**JOB**
Copy every one of the rows below word for word, leaving each line unchanged.

::: GIVEN DATA :::

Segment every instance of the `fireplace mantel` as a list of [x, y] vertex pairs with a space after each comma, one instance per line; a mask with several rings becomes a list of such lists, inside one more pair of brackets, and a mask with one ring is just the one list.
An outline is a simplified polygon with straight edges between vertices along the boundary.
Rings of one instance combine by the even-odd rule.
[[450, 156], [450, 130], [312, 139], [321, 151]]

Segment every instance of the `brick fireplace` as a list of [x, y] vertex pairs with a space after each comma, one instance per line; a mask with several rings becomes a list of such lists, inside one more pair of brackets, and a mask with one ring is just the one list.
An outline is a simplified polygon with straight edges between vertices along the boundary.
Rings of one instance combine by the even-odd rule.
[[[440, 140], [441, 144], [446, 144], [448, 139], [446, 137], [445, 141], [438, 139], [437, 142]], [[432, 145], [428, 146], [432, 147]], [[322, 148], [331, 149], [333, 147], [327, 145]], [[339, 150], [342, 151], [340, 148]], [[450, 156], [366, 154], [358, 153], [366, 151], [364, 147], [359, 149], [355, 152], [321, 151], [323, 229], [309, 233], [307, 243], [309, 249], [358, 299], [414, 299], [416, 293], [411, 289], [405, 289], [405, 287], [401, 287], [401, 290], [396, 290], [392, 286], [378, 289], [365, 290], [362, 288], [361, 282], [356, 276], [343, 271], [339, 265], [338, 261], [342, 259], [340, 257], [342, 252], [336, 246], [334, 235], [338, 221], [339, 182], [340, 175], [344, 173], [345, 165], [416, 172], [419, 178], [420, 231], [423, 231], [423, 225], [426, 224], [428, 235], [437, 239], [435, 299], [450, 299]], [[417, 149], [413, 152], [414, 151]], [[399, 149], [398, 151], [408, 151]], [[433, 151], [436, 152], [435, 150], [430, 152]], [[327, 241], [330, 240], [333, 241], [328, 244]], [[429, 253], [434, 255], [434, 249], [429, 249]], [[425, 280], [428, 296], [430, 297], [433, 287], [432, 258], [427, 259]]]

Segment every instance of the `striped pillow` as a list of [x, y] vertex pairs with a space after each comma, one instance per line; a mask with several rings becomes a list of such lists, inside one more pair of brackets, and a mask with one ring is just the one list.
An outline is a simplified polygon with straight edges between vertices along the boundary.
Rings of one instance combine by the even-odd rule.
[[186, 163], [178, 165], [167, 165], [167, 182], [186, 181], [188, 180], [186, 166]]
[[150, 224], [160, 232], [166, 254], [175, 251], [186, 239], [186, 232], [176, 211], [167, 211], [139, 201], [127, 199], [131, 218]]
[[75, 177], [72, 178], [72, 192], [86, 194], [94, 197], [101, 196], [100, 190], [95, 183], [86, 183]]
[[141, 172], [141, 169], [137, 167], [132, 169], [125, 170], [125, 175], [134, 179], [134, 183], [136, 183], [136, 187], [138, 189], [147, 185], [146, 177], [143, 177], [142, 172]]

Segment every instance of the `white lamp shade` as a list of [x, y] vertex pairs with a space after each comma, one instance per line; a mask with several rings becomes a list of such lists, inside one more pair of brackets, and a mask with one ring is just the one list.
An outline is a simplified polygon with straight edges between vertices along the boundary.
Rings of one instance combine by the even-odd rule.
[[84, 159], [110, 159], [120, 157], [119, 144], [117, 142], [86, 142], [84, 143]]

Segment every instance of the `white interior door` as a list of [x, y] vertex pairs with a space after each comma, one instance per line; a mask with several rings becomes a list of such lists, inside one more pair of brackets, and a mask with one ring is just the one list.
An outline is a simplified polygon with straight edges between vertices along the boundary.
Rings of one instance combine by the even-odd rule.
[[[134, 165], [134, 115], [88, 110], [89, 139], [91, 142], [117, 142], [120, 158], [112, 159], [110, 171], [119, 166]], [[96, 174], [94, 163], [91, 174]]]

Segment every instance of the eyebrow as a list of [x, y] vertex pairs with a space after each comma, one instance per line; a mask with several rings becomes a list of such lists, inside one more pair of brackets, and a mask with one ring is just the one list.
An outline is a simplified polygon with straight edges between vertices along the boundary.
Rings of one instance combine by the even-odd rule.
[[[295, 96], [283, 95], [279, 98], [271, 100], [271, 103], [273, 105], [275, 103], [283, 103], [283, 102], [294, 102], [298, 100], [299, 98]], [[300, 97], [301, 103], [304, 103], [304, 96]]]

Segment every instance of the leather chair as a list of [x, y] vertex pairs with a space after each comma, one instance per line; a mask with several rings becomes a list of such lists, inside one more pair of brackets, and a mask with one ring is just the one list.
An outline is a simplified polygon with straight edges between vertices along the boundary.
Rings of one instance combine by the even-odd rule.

:::

**FULL SOLUTION**
Segment every instance of the `fireplace mantel` as a list of [x, y] vertex pairs with a space after each comma, one instance per line; a mask with several rings becomes a list of such lists, inside one more pair of brackets, and a mask with one ring is just the one list.
An outline is a simplified polygon with straight edges between vertices along the boundary.
Rings of one instance combine by the even-odd rule.
[[450, 156], [450, 130], [312, 139], [321, 151]]

Segment every instance of the `brick fireplace` as a list of [x, y] vertex pairs with a space after each comma, one instance per line; a mask with several rings becomes a list of such lists, inside one more pair of brackets, and a mask with one ring is just the one list.
An outline is a simplified polygon with straight edges between vertices along the boundary.
Rings of one instance combine by the even-odd rule.
[[[440, 140], [441, 144], [446, 144], [448, 139], [446, 137], [445, 141], [438, 139], [437, 142]], [[432, 145], [428, 146], [432, 147]], [[322, 148], [331, 149], [333, 147], [327, 145]], [[339, 150], [342, 151], [340, 148]], [[450, 156], [366, 154], [358, 153], [366, 151], [364, 147], [359, 149], [355, 152], [321, 151], [323, 229], [309, 233], [307, 243], [309, 249], [358, 299], [414, 299], [416, 293], [411, 289], [405, 289], [405, 287], [401, 287], [401, 290], [396, 290], [392, 286], [378, 289], [365, 290], [362, 288], [361, 282], [356, 276], [343, 271], [339, 265], [338, 261], [342, 259], [340, 257], [342, 252], [336, 246], [334, 235], [338, 221], [339, 182], [340, 175], [344, 173], [345, 165], [416, 172], [419, 178], [420, 231], [423, 231], [423, 225], [426, 224], [428, 235], [437, 239], [435, 299], [450, 299]], [[417, 149], [413, 152], [414, 151]], [[399, 149], [398, 151], [408, 151]], [[433, 151], [436, 152], [435, 150], [430, 152]], [[327, 241], [330, 240], [333, 241], [328, 244]], [[429, 253], [434, 255], [434, 249], [429, 249]], [[425, 280], [428, 296], [430, 297], [433, 287], [432, 258], [427, 259]]]

Segment every instance of the `striped pillow` as a list of [x, y] vertex pairs with a space after each comma, one instance per line; a mask with several rings becomes a list of such lists, inside one more pair of brackets, and a mask with one ring is just the one list.
An outline is a simplified polygon with straight edges between vertices along the boundary.
Rings of one instance combine by the even-odd rule.
[[186, 163], [178, 165], [167, 165], [167, 182], [186, 181], [188, 180], [186, 166]]
[[150, 224], [160, 232], [166, 254], [175, 251], [186, 239], [186, 232], [176, 211], [167, 211], [139, 201], [127, 199], [131, 218]]
[[75, 177], [72, 178], [72, 192], [86, 194], [94, 197], [101, 196], [100, 190], [95, 183], [86, 183]]
[[141, 172], [141, 169], [137, 167], [132, 169], [125, 170], [125, 175], [134, 179], [134, 183], [136, 183], [136, 187], [138, 189], [147, 185], [146, 177], [143, 177], [142, 172]]

Segment every instance of the `white lamp shade` as a list of [x, y] vertex pairs with a space after each comma, one instance per line; a mask with several rings becomes a list of such lists, inside one more pair of brackets, and a mask with one ring is just the one list.
An outline is a simplified polygon with straight edges between vertices along the boundary.
Rings of one instance combine by the even-odd rule.
[[84, 159], [110, 159], [120, 157], [119, 144], [117, 142], [86, 142], [84, 143]]

Segment every instance of the `white interior door` as a list of [x, y] vertex pairs with a space after each comma, one instance per line; a mask with several rings becomes a list of such lists, inside one more pair of brackets, and a mask with one ring is just the one list.
An outline is a simplified polygon with straight edges between vertices along the boundary.
Rings of one instance combine by the even-odd rule.
[[[134, 165], [134, 115], [88, 110], [89, 139], [91, 142], [117, 142], [120, 158], [112, 159], [110, 171], [119, 166]], [[96, 174], [94, 163], [91, 174]]]

Segment every instance of the eyebrow as a list of [x, y] vertex pairs with a space after each comma, one instance per line; a mask with several rings becomes a list of such lists, inside one more pair of brackets, and a mask with one ring is just the one list.
An outline is a simplified polygon with straight edges between vertices along the boundary.
Rings of one instance combine by the even-odd rule.
[[[295, 96], [283, 95], [279, 98], [271, 100], [271, 103], [273, 105], [275, 103], [283, 103], [283, 102], [294, 102], [298, 100], [299, 98]], [[300, 97], [301, 103], [304, 103], [304, 96]]]

Segment every instance of the leather chair as a list of [x, y] vertex pairs with a space after each comma, one instance per line; a mask with several rings becomes a list of such lists, inside one more pair of brackets, and a mask with one ring is just the one list.
An outline is a simplified polygon with straight edges between vertices along the boundary.
Rings of one instance combine by the even-odd rule.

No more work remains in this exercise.